Halaman —
····················

Hal lucu dari membaca novel yang memiliki cerita bernuansa gelap adalah kita justru kerap mendapat pencerahan dari sana. Tentu, dengan catatan novelnya bagus. Pencerahan macam apa yang didapat dari membaca novel bernuansa gelap? Bisa pencerahan tentang kehidupan, kematian, manusia, dunia, dan hal-hal yang berada di antaranya. Salah satu novel bagus bernuansa gelap yang baru saja selesai saya baca adalah The Vegetarian.

····················

Permintaan Tugas A — Nyatakan baris-baris pada daftar, mulai dari baris yang memuat "One dot marks each instance of the skylight." dan berakhir pada baris yang memuat "[(184, 275), (234, 267), (376, 269)]", sebagai list JSON berisi string dengan satu string untuk setiap baris, tanpa menyertakan baris kosong.
Teks tentang novel bernuansa gelap tidak memiliki kaitan apa pun dengan daftar yang menyertainya.

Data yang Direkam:
····················

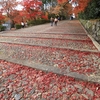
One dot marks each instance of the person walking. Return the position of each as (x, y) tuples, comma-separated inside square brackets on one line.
[(51, 21), (56, 21), (22, 24)]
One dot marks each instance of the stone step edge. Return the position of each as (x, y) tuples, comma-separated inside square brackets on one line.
[(46, 68), (50, 46)]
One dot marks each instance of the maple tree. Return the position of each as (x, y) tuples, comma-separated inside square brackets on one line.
[(8, 6), (75, 6), (32, 9)]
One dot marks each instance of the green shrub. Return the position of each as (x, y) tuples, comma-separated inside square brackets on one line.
[(18, 26), (2, 28)]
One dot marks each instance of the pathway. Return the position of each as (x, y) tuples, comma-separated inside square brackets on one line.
[(49, 63)]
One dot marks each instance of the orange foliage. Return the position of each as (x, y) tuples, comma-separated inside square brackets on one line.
[(81, 6), (32, 8)]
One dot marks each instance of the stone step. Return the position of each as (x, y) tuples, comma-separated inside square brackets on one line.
[(82, 45), (81, 65)]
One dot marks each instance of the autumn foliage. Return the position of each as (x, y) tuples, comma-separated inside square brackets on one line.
[(32, 9), (77, 9)]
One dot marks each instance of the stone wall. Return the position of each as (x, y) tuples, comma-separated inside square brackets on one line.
[(93, 28)]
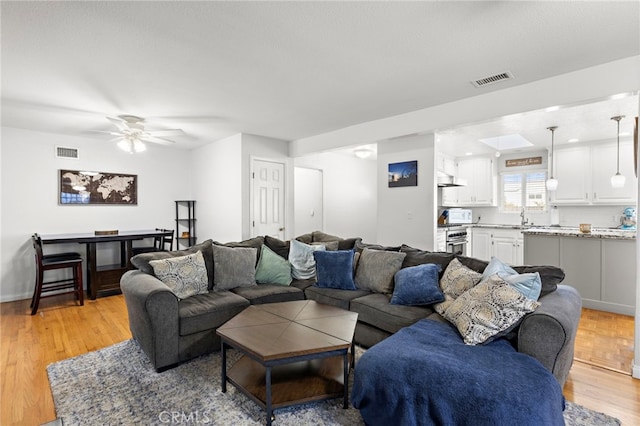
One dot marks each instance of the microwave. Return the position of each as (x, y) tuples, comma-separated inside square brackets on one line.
[(456, 216)]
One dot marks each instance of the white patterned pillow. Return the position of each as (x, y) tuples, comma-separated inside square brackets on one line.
[(184, 275), (456, 279), (489, 310)]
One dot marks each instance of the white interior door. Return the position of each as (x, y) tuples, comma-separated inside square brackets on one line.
[(307, 200), (268, 199)]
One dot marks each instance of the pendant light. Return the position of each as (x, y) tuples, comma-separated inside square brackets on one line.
[(552, 183), (617, 180)]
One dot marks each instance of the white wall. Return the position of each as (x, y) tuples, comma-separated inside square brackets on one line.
[(30, 197), (407, 214), (216, 174), (350, 195)]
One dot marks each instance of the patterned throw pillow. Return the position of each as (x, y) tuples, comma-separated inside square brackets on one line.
[(303, 265), (489, 310), (456, 279), (272, 269), (376, 269), (184, 275), (234, 267)]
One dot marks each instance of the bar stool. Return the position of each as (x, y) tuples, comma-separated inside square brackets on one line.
[(49, 262), (160, 243)]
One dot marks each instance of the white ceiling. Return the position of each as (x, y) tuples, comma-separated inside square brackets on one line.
[(291, 70)]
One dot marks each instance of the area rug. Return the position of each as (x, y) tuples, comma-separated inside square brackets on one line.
[(118, 386)]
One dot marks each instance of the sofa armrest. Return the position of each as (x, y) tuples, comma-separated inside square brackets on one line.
[(153, 317), (548, 334)]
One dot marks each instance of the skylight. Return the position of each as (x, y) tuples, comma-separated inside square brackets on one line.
[(506, 142)]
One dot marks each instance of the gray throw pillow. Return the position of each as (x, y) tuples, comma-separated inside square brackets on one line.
[(184, 275), (234, 267), (376, 269)]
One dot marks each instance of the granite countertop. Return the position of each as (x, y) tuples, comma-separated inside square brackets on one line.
[(565, 231)]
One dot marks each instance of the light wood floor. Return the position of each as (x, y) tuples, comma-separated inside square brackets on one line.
[(61, 330)]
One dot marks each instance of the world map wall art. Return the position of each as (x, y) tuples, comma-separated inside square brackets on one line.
[(86, 187)]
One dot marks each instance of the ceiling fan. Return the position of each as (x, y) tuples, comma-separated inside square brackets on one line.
[(132, 134)]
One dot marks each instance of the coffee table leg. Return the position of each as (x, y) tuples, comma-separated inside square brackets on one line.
[(223, 349), (268, 382), (346, 380)]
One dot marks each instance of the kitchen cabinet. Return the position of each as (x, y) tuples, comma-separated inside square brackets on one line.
[(584, 175), (481, 177), (601, 269), (505, 244)]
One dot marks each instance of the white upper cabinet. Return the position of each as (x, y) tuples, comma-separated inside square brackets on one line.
[(480, 174), (584, 174)]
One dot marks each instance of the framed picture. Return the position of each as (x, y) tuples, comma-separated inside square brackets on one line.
[(86, 187), (403, 174)]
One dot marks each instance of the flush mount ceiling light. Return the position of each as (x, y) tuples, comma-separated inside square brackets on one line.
[(617, 180), (362, 152), (552, 183)]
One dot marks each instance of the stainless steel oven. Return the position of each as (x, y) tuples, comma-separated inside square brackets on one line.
[(457, 240)]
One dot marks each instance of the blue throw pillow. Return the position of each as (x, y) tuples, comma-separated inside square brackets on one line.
[(334, 269), (417, 285), (529, 285)]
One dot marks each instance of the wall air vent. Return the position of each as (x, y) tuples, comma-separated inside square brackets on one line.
[(492, 79), (65, 152)]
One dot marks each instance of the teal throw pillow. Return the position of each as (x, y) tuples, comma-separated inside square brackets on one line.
[(272, 268), (529, 284), (417, 285), (334, 269)]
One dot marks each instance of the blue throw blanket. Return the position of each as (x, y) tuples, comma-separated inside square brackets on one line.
[(425, 375)]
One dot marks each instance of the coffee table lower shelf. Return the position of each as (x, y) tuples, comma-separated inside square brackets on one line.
[(292, 383)]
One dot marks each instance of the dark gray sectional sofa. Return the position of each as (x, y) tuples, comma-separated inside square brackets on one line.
[(171, 330)]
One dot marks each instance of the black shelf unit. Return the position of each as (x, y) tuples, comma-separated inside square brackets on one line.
[(185, 223)]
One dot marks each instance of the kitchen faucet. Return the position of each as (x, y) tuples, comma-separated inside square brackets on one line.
[(523, 221)]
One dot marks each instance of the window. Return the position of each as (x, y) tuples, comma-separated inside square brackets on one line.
[(526, 189)]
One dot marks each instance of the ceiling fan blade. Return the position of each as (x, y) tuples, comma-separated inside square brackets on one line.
[(154, 139), (167, 132), (119, 123)]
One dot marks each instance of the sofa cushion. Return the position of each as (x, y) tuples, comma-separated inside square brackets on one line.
[(456, 279), (184, 275), (303, 266), (277, 246), (416, 257), (141, 261), (334, 269), (272, 269), (269, 293), (255, 242), (333, 296), (488, 310), (343, 243), (233, 267), (376, 269), (207, 311), (417, 285), (375, 309), (528, 284)]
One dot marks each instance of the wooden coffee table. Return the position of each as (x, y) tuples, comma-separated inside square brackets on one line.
[(294, 352)]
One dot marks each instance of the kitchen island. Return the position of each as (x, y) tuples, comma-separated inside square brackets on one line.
[(600, 264)]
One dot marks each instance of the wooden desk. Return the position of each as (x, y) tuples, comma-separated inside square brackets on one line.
[(104, 277)]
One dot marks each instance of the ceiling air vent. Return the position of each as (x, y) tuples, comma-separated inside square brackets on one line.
[(65, 152), (492, 79)]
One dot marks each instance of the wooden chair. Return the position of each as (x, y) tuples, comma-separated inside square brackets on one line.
[(50, 262), (160, 243)]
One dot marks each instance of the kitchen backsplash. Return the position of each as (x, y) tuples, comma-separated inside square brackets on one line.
[(597, 216)]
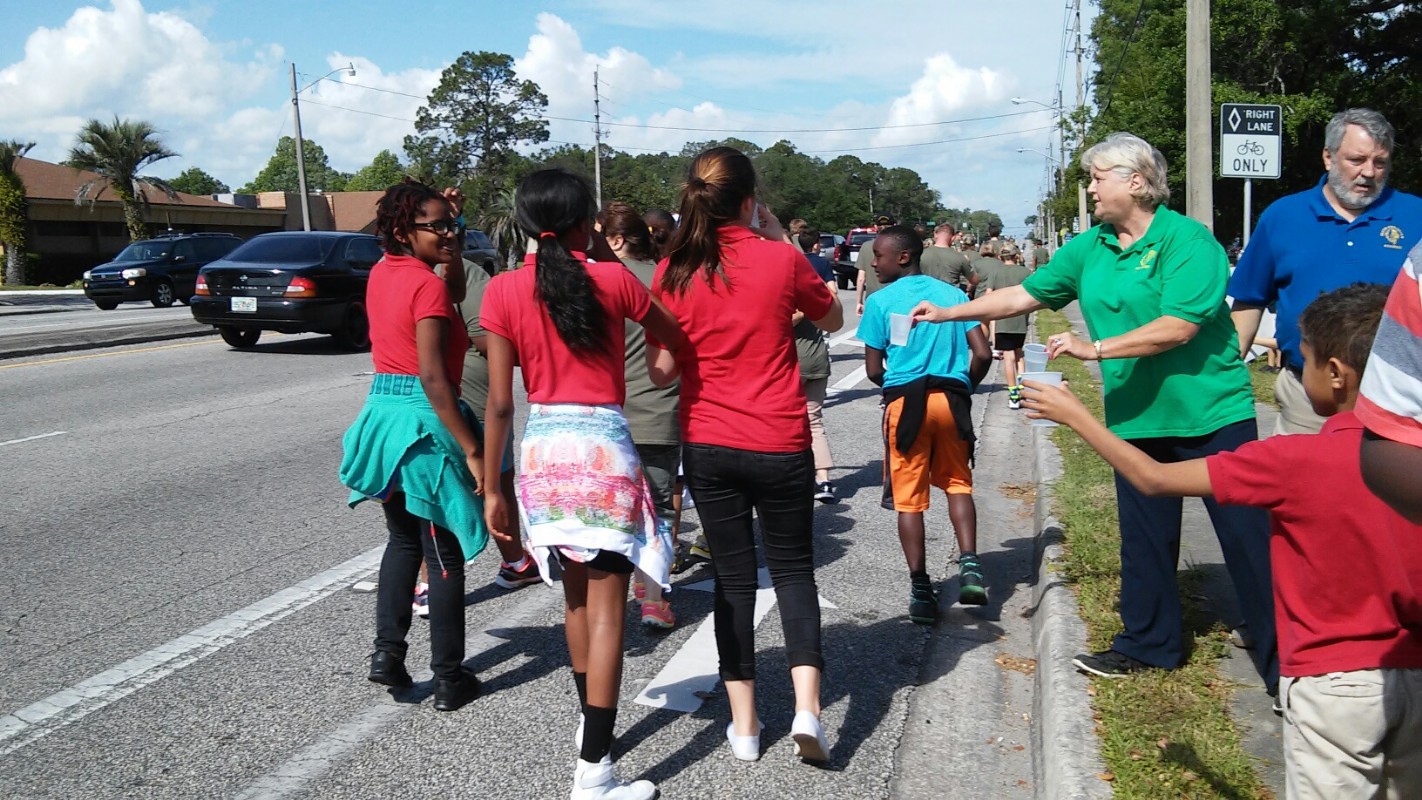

····················

Permintaan Tugas B — Tuliskan kembali bagian teks tentang novel bernuansa gelap, mulai dari "Hal lucu dari" dan berakhir pada "adalah The Vegetarian.", dengan mengganti "kematian" menjadi "penderitaan".

Penyelesaian Tugas A —
[
  "One dot marks each instance of the skylight. Return the position of each as (x, y) tuples, comma-separated inside square brackets on one line.",
  "[(506, 142)]",
  "One dot marks each instance of the gray throw pillow. Return the position of each as (x, y) tuples, comma-separated inside square brackets on one line.",
  "[(184, 275), (234, 267), (376, 269)]"
]

Penyelesaian Tugas B —
Hal lucu dari membaca novel yang memiliki cerita bernuansa gelap adalah kita justru kerap mendapat pencerahan dari sana. Tentu, dengan catatan novelnya bagus. Pencerahan macam apa yang didapat dari membaca novel bernuansa gelap? Bisa pencerahan tentang kehidupan, penderitaan, manusia, dunia, dan hal-hal yang berada di antaranya. Salah satu novel bagus bernuansa gelap yang baru saja selesai saya baca adalah The Vegetarian.